**To do:** Output every one of the records below line for line and unchanged, but leave the pictures out.

>> Start Provided material

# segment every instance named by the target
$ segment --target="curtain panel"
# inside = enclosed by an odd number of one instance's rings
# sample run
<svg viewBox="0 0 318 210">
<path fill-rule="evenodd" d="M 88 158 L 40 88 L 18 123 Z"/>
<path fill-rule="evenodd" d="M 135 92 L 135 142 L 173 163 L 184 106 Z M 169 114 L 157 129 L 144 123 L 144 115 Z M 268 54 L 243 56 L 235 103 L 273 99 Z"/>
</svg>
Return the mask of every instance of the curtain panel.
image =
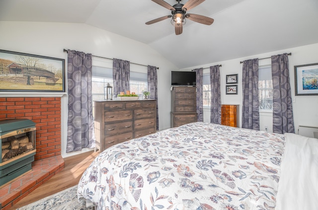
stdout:
<svg viewBox="0 0 318 210">
<path fill-rule="evenodd" d="M 114 96 L 117 97 L 120 92 L 126 93 L 130 90 L 130 62 L 114 58 L 113 59 L 113 81 Z"/>
<path fill-rule="evenodd" d="M 273 132 L 295 133 L 293 103 L 287 53 L 271 56 L 273 80 Z"/>
<path fill-rule="evenodd" d="M 198 122 L 203 121 L 203 68 L 192 70 L 196 72 L 196 109 Z"/>
<path fill-rule="evenodd" d="M 258 59 L 243 62 L 242 127 L 259 130 Z"/>
<path fill-rule="evenodd" d="M 91 54 L 68 50 L 67 152 L 95 147 L 91 69 Z"/>
<path fill-rule="evenodd" d="M 210 67 L 211 80 L 211 123 L 221 124 L 220 65 Z"/>
<path fill-rule="evenodd" d="M 158 92 L 157 67 L 148 66 L 147 76 L 148 80 L 148 91 L 150 92 L 150 99 L 155 99 L 157 103 L 157 130 L 159 130 L 159 114 L 158 114 Z"/>
</svg>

>> End Provided material

**Exercise output:**
# segment every instance named by the target
$ segment --target="curtain panel"
# inside = enclosed by an odd number of one instance's rings
# sample run
<svg viewBox="0 0 318 210">
<path fill-rule="evenodd" d="M 88 158 L 40 88 L 18 123 Z"/>
<path fill-rule="evenodd" d="M 135 92 L 135 142 L 173 163 L 184 106 Z M 169 114 L 157 129 L 144 123 L 144 115 Z M 268 54 L 243 56 L 235 103 L 273 99 Z"/>
</svg>
Return the mask of every instance of the curtain panel.
image =
stdout:
<svg viewBox="0 0 318 210">
<path fill-rule="evenodd" d="M 114 96 L 117 97 L 120 92 L 126 93 L 130 90 L 130 62 L 114 58 L 113 59 L 113 81 Z"/>
<path fill-rule="evenodd" d="M 273 132 L 295 133 L 293 103 L 287 53 L 271 56 L 273 80 Z"/>
<path fill-rule="evenodd" d="M 198 122 L 203 121 L 203 68 L 192 70 L 196 72 L 196 109 Z"/>
<path fill-rule="evenodd" d="M 258 59 L 243 62 L 242 127 L 259 130 Z"/>
<path fill-rule="evenodd" d="M 91 54 L 68 50 L 67 152 L 95 147 L 91 69 Z"/>
<path fill-rule="evenodd" d="M 210 67 L 211 80 L 211 123 L 221 124 L 220 65 Z"/>
<path fill-rule="evenodd" d="M 158 92 L 157 67 L 148 66 L 147 76 L 148 80 L 148 91 L 150 92 L 150 99 L 155 99 L 157 103 L 157 130 L 159 130 L 159 114 L 158 114 Z"/>
</svg>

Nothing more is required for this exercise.